Whenever a line of the records below contains the word "black", copy that line.
════
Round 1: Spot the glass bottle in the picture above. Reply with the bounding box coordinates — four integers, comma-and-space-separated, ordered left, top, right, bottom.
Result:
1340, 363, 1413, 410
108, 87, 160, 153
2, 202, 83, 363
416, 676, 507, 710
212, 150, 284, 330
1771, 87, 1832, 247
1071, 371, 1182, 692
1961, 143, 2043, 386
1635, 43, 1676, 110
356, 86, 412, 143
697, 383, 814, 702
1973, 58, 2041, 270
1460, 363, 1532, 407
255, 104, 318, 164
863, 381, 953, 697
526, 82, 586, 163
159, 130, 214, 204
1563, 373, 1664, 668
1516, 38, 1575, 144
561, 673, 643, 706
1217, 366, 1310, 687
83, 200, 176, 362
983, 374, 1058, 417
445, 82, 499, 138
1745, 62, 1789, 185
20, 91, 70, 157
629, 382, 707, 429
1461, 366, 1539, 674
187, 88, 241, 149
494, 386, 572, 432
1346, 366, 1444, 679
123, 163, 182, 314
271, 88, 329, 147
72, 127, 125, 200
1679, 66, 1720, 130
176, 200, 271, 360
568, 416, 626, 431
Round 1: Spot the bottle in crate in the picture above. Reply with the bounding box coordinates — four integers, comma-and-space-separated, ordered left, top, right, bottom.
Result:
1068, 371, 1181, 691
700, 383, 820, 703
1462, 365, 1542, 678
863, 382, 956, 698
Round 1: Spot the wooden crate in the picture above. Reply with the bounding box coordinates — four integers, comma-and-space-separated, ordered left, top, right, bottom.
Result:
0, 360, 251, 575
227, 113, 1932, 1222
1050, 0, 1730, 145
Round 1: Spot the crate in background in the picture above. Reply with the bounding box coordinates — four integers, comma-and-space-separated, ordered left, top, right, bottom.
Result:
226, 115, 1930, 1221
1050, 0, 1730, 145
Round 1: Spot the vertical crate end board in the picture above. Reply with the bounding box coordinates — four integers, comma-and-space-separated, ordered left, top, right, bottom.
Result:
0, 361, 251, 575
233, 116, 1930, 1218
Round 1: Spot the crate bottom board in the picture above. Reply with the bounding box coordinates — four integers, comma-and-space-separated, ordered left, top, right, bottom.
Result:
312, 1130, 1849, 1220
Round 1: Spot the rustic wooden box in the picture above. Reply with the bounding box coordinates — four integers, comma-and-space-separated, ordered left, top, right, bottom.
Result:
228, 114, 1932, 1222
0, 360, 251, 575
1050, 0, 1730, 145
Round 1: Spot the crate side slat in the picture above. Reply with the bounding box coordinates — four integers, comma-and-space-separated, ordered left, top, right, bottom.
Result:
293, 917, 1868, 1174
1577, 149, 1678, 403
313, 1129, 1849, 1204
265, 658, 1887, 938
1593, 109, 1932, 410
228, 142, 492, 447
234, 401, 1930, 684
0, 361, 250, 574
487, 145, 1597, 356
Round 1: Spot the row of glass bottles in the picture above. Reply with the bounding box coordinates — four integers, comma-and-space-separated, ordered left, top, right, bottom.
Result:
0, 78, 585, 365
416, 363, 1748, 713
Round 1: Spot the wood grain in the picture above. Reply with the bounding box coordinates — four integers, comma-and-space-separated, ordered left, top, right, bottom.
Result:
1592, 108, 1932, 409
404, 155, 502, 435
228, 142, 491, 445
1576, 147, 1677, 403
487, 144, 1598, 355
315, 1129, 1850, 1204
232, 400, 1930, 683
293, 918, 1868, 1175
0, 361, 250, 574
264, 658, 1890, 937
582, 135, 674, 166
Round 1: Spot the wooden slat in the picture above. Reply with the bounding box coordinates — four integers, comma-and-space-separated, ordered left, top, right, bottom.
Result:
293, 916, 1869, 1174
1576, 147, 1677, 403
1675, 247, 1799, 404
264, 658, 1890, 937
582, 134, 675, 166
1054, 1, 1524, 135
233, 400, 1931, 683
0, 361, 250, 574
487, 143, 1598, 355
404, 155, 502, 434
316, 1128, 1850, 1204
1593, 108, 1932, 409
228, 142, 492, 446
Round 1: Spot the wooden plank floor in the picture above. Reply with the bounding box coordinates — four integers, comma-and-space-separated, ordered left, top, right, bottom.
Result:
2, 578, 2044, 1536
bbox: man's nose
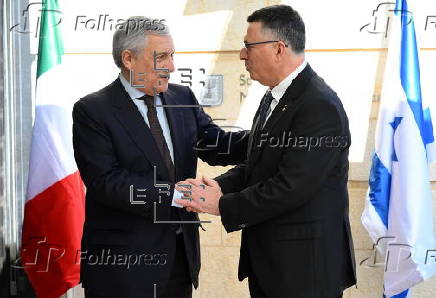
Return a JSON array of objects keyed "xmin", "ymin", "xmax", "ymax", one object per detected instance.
[
  {"xmin": 167, "ymin": 57, "xmax": 175, "ymax": 73},
  {"xmin": 240, "ymin": 48, "xmax": 248, "ymax": 60}
]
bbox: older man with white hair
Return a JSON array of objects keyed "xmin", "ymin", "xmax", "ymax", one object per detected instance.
[{"xmin": 73, "ymin": 16, "xmax": 247, "ymax": 298}]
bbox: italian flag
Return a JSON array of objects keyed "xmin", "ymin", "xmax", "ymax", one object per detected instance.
[{"xmin": 21, "ymin": 0, "xmax": 85, "ymax": 297}]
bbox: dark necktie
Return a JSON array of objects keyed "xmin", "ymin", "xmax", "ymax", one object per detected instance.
[
  {"xmin": 247, "ymin": 91, "xmax": 274, "ymax": 158},
  {"xmin": 140, "ymin": 95, "xmax": 176, "ymax": 182}
]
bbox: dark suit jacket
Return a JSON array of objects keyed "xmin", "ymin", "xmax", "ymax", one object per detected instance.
[
  {"xmin": 216, "ymin": 65, "xmax": 357, "ymax": 298},
  {"xmin": 72, "ymin": 78, "xmax": 247, "ymax": 298}
]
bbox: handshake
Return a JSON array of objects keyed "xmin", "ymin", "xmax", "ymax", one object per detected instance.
[{"xmin": 174, "ymin": 177, "xmax": 222, "ymax": 216}]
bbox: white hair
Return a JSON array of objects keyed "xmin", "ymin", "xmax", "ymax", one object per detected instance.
[{"xmin": 112, "ymin": 16, "xmax": 169, "ymax": 68}]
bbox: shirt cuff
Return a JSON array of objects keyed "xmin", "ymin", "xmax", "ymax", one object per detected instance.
[{"xmin": 171, "ymin": 189, "xmax": 184, "ymax": 208}]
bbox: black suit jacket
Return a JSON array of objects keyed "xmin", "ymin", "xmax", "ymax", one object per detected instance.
[
  {"xmin": 72, "ymin": 78, "xmax": 247, "ymax": 298},
  {"xmin": 217, "ymin": 65, "xmax": 357, "ymax": 298}
]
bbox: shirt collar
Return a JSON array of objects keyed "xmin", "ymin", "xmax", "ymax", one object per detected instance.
[
  {"xmin": 119, "ymin": 73, "xmax": 145, "ymax": 100},
  {"xmin": 270, "ymin": 60, "xmax": 307, "ymax": 101}
]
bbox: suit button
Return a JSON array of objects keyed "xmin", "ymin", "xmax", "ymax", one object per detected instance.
[{"xmin": 239, "ymin": 224, "xmax": 246, "ymax": 228}]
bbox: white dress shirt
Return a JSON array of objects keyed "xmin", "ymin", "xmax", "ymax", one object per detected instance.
[{"xmin": 264, "ymin": 61, "xmax": 307, "ymax": 125}]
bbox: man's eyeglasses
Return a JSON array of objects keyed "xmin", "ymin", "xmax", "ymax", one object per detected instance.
[{"xmin": 242, "ymin": 40, "xmax": 288, "ymax": 49}]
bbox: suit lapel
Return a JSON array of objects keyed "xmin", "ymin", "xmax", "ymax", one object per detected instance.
[
  {"xmin": 160, "ymin": 89, "xmax": 185, "ymax": 181},
  {"xmin": 110, "ymin": 78, "xmax": 171, "ymax": 180},
  {"xmin": 248, "ymin": 64, "xmax": 315, "ymax": 167}
]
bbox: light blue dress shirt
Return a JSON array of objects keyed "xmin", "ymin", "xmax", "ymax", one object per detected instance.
[
  {"xmin": 119, "ymin": 74, "xmax": 183, "ymax": 207},
  {"xmin": 119, "ymin": 74, "xmax": 175, "ymax": 162}
]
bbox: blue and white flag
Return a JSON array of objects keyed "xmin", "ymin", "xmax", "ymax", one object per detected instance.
[{"xmin": 362, "ymin": 0, "xmax": 436, "ymax": 297}]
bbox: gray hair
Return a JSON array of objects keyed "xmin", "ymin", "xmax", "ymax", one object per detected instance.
[{"xmin": 112, "ymin": 16, "xmax": 169, "ymax": 68}]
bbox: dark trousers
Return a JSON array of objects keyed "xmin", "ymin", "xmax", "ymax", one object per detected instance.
[
  {"xmin": 248, "ymin": 275, "xmax": 343, "ymax": 298},
  {"xmin": 248, "ymin": 275, "xmax": 269, "ymax": 298},
  {"xmin": 160, "ymin": 233, "xmax": 192, "ymax": 298},
  {"xmin": 85, "ymin": 234, "xmax": 192, "ymax": 298}
]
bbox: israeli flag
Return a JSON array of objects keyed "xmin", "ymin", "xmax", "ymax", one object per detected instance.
[{"xmin": 361, "ymin": 1, "xmax": 436, "ymax": 297}]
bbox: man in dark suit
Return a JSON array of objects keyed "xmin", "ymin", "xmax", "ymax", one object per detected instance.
[
  {"xmin": 176, "ymin": 5, "xmax": 357, "ymax": 298},
  {"xmin": 72, "ymin": 17, "xmax": 246, "ymax": 298}
]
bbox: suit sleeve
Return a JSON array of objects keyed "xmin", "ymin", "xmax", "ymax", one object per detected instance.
[
  {"xmin": 219, "ymin": 97, "xmax": 349, "ymax": 232},
  {"xmin": 214, "ymin": 164, "xmax": 247, "ymax": 194},
  {"xmin": 188, "ymin": 87, "xmax": 250, "ymax": 166},
  {"xmin": 72, "ymin": 100, "xmax": 174, "ymax": 218}
]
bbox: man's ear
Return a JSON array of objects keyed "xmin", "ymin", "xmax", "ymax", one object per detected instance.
[
  {"xmin": 121, "ymin": 49, "xmax": 134, "ymax": 70},
  {"xmin": 276, "ymin": 41, "xmax": 287, "ymax": 56},
  {"xmin": 274, "ymin": 43, "xmax": 285, "ymax": 63}
]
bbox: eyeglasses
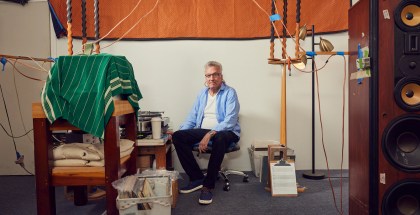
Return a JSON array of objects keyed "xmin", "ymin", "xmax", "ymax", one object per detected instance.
[{"xmin": 205, "ymin": 73, "xmax": 221, "ymax": 78}]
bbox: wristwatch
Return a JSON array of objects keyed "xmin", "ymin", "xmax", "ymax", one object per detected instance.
[{"xmin": 208, "ymin": 130, "xmax": 217, "ymax": 137}]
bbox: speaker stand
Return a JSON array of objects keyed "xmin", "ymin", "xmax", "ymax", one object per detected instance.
[
  {"xmin": 302, "ymin": 25, "xmax": 325, "ymax": 180},
  {"xmin": 302, "ymin": 170, "xmax": 325, "ymax": 180}
]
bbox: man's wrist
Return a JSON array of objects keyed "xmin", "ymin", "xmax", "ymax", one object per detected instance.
[{"xmin": 208, "ymin": 130, "xmax": 217, "ymax": 137}]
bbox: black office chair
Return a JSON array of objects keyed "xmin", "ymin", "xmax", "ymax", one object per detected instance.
[{"xmin": 192, "ymin": 141, "xmax": 249, "ymax": 191}]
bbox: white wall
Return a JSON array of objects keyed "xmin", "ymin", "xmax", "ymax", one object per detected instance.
[
  {"xmin": 52, "ymin": 32, "xmax": 349, "ymax": 172},
  {"xmin": 0, "ymin": 0, "xmax": 50, "ymax": 175},
  {"xmin": 0, "ymin": 1, "xmax": 349, "ymax": 175}
]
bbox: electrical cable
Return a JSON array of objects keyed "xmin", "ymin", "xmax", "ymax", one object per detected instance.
[
  {"xmin": 11, "ymin": 59, "xmax": 34, "ymax": 143},
  {"xmin": 85, "ymin": 0, "xmax": 144, "ymax": 47},
  {"xmin": 328, "ymin": 176, "xmax": 349, "ymax": 179},
  {"xmin": 52, "ymin": 134, "xmax": 65, "ymax": 143},
  {"xmin": 6, "ymin": 59, "xmax": 45, "ymax": 82},
  {"xmin": 313, "ymin": 55, "xmax": 348, "ymax": 215},
  {"xmin": 0, "ymin": 123, "xmax": 32, "ymax": 138},
  {"xmin": 293, "ymin": 54, "xmax": 336, "ymax": 73},
  {"xmin": 73, "ymin": 0, "xmax": 160, "ymax": 54},
  {"xmin": 9, "ymin": 59, "xmax": 48, "ymax": 73},
  {"xmin": 99, "ymin": 0, "xmax": 160, "ymax": 51},
  {"xmin": 0, "ymin": 67, "xmax": 33, "ymax": 175},
  {"xmin": 27, "ymin": 56, "xmax": 49, "ymax": 73},
  {"xmin": 0, "ymin": 80, "xmax": 33, "ymax": 175},
  {"xmin": 20, "ymin": 165, "xmax": 33, "ymax": 175},
  {"xmin": 314, "ymin": 62, "xmax": 343, "ymax": 215},
  {"xmin": 0, "ymin": 82, "xmax": 18, "ymax": 153}
]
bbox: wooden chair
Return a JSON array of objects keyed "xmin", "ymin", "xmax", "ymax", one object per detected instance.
════
Answer to this problem>
bbox: black suit jacket
bbox: black office chair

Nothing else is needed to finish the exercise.